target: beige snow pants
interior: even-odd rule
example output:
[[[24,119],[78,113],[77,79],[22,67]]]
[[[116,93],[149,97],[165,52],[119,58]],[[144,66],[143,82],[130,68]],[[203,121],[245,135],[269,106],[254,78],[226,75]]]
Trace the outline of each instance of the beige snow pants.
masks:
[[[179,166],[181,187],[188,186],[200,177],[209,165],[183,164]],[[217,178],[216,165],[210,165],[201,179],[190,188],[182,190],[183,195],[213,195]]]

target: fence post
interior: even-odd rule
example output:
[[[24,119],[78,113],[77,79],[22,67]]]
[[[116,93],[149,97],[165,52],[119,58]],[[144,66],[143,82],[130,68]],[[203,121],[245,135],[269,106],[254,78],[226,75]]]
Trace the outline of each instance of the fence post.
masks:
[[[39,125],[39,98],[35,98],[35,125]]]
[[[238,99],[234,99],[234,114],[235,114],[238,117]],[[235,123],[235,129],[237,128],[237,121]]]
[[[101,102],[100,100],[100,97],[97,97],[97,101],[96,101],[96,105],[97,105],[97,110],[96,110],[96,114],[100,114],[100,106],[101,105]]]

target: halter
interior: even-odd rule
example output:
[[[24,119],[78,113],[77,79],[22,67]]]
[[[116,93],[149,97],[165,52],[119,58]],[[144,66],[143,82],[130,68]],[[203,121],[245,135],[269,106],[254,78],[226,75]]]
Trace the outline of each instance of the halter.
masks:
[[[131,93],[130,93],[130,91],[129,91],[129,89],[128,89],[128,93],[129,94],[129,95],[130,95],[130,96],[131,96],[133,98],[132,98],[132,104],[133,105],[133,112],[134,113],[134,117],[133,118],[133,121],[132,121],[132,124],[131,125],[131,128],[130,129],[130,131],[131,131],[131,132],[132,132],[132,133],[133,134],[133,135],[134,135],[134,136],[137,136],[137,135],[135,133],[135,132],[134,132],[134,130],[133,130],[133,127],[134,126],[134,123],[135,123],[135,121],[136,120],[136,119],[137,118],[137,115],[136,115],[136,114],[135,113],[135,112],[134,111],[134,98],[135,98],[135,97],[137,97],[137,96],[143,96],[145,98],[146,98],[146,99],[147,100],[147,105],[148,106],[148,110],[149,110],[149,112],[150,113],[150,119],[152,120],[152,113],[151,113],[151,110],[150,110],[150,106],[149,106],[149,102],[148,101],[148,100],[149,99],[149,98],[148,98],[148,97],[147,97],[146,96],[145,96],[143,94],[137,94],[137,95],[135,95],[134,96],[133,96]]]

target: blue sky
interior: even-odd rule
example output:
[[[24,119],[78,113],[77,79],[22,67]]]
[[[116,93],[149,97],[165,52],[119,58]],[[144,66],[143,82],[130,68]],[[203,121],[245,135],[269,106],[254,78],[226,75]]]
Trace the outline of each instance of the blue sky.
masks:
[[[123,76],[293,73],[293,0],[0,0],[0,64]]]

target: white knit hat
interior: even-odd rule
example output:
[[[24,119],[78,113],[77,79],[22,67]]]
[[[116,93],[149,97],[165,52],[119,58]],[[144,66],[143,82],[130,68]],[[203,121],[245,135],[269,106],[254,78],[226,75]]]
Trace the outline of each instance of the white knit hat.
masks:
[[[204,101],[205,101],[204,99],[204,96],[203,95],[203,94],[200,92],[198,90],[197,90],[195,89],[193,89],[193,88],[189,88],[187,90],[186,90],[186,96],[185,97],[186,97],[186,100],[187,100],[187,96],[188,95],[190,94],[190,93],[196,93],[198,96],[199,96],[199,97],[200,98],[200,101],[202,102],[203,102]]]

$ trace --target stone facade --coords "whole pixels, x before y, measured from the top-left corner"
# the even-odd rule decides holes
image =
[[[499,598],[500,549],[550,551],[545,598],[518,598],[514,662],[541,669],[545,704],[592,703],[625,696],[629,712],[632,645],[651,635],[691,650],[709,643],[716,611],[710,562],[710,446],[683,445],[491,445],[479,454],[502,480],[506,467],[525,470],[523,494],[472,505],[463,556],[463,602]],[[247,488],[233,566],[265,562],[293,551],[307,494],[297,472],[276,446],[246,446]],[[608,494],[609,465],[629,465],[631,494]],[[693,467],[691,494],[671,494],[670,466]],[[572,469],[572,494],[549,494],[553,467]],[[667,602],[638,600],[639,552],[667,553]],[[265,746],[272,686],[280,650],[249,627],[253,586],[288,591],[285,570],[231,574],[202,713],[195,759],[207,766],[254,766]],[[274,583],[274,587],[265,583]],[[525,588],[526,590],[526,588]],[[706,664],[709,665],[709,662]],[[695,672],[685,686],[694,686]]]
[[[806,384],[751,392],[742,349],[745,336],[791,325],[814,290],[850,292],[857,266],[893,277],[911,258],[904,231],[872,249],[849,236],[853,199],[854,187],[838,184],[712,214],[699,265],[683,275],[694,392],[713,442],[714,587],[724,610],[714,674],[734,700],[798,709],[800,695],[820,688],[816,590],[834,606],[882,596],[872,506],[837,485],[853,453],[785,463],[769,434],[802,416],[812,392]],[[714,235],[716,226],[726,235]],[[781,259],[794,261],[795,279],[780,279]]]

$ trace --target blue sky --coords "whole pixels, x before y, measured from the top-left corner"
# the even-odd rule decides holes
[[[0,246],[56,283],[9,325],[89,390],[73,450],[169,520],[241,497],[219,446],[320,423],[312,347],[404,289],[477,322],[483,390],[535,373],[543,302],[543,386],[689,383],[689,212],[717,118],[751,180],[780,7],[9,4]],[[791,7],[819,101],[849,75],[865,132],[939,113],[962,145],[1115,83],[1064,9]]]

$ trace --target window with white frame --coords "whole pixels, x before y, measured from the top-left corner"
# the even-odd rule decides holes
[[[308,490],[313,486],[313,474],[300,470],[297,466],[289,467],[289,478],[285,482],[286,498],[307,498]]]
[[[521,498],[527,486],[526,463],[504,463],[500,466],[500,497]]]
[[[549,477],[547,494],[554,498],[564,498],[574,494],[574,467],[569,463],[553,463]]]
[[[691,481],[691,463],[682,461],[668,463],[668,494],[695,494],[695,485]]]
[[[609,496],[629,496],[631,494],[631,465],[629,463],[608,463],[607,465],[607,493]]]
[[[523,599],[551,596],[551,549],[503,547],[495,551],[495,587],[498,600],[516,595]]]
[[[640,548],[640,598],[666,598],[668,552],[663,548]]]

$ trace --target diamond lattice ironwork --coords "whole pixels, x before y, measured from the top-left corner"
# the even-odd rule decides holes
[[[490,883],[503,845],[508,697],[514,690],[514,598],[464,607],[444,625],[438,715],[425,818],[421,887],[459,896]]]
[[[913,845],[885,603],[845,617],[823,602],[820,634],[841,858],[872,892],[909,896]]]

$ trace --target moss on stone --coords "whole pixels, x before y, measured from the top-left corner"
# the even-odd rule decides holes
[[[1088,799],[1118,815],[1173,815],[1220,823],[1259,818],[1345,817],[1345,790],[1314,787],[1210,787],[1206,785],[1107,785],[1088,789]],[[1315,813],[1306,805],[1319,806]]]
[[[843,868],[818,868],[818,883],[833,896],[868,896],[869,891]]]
--
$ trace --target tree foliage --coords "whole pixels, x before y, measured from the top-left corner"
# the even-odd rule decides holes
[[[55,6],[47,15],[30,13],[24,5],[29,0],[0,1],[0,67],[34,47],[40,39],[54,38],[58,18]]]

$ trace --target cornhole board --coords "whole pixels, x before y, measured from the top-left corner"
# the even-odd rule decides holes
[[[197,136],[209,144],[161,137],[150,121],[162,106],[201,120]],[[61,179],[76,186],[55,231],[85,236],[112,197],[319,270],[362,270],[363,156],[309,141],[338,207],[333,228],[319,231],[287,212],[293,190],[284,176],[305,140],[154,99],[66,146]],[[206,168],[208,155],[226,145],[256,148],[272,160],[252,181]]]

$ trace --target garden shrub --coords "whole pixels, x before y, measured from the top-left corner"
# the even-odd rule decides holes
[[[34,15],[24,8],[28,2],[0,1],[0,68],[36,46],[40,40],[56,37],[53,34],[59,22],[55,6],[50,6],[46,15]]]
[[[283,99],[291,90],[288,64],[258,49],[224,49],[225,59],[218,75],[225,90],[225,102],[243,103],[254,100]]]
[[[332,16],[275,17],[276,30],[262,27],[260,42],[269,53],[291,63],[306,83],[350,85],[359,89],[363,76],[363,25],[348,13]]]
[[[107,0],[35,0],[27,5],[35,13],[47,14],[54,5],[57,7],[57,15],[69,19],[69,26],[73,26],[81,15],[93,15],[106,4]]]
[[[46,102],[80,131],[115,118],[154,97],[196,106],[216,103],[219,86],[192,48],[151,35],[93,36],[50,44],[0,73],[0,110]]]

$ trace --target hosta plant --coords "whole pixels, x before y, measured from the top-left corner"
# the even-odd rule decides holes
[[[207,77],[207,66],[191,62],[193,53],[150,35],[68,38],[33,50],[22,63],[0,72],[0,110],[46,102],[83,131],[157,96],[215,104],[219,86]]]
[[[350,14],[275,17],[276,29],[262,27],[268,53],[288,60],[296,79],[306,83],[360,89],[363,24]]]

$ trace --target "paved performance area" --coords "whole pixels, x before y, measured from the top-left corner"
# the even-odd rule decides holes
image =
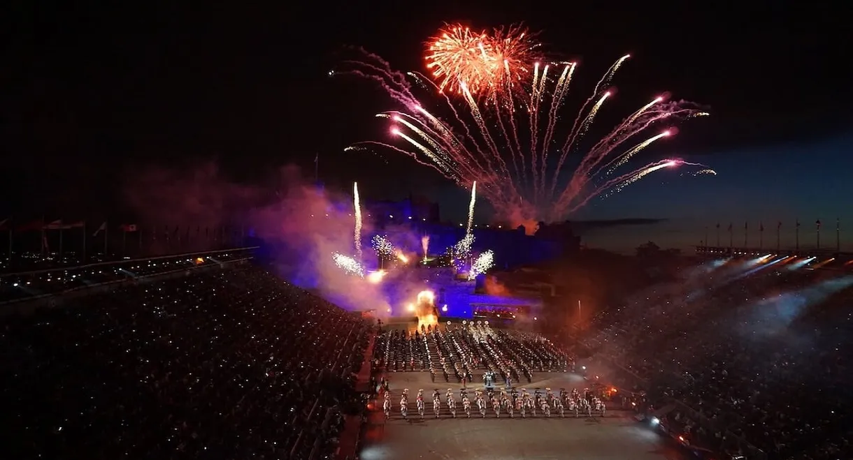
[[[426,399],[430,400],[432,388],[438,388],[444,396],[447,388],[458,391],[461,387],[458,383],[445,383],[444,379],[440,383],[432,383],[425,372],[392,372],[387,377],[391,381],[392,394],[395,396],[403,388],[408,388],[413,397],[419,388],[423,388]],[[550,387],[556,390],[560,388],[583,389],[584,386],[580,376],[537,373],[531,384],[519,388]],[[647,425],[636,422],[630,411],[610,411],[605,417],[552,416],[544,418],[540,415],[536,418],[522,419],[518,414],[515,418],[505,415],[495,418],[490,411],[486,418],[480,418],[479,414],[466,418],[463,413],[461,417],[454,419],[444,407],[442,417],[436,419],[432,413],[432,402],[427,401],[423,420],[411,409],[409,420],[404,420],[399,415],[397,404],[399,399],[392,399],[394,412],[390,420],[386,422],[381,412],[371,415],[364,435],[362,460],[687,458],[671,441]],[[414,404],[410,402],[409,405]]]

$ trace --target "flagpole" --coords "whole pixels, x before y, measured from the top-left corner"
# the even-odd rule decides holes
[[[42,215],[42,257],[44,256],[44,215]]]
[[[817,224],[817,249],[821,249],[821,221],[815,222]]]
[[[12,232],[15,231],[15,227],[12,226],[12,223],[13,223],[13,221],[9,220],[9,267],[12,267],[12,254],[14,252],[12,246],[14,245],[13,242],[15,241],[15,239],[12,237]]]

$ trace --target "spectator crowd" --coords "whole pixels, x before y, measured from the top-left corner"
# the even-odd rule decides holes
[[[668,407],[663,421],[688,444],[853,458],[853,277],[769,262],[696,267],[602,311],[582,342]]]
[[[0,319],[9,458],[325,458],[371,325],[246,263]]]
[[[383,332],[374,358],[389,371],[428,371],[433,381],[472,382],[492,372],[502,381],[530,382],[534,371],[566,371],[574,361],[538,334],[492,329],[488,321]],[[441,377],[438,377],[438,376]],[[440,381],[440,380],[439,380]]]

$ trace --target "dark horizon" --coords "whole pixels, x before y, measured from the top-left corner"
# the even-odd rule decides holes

:: Exercise goal ::
Extract each line of the items above that contains the string "outline". Case counts.

:: Exercise result ::
Trace the outline of each instance of the beige snow pants.
Trace the outline of each instance of the fence post.
Trace the outline of each instance of the halter.
Trace the outline of each instance of the blue sky.
Trace the outline of each instance of the white knit hat.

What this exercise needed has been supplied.